---- Data for this exercise

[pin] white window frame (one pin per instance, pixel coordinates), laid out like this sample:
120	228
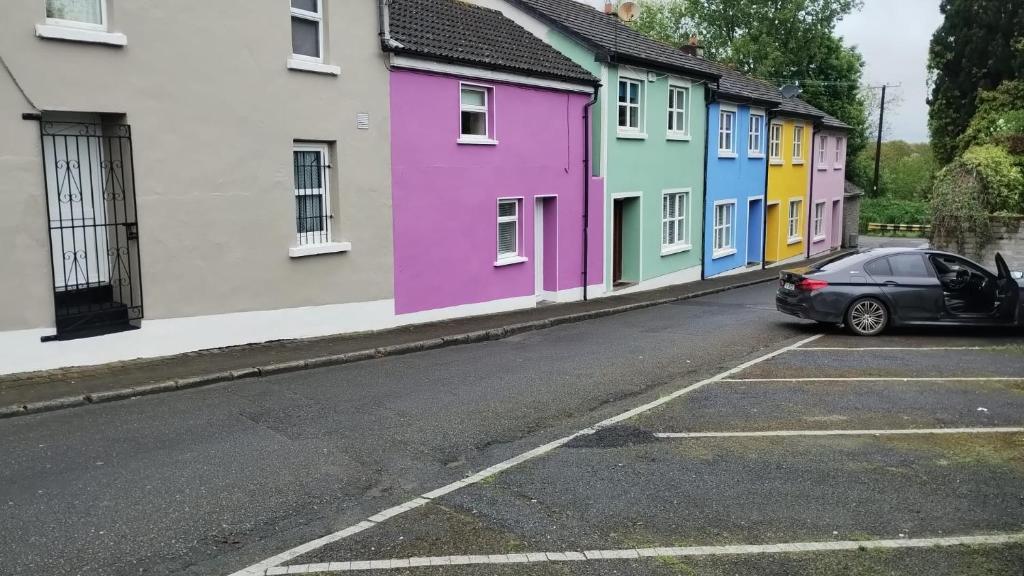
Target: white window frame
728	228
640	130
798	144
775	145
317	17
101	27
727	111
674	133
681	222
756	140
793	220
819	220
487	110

--------
---- Data for this exercise

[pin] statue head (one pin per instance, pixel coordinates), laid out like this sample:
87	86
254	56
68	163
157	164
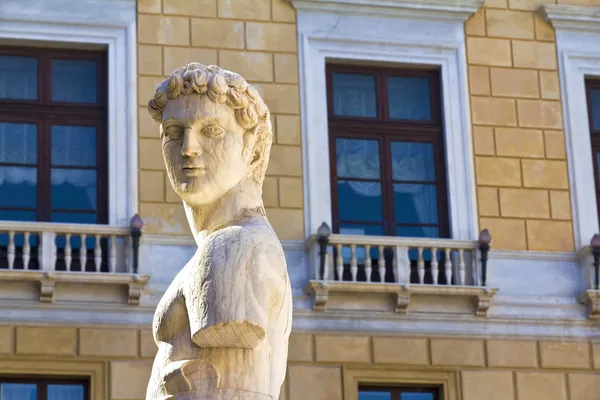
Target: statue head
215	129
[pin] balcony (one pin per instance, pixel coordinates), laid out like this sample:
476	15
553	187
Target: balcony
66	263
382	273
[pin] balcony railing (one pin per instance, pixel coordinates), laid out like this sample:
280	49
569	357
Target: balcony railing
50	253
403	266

--------

What you are asked to do
Locate every line in the entries above that contains the word "railing", treating uppercase and lowercase as different, and copy each of those lines.

Expected answer
[pin] balcony railing (one pin per instance, pixel coordinates), laid out like this sample:
Target: balcony railing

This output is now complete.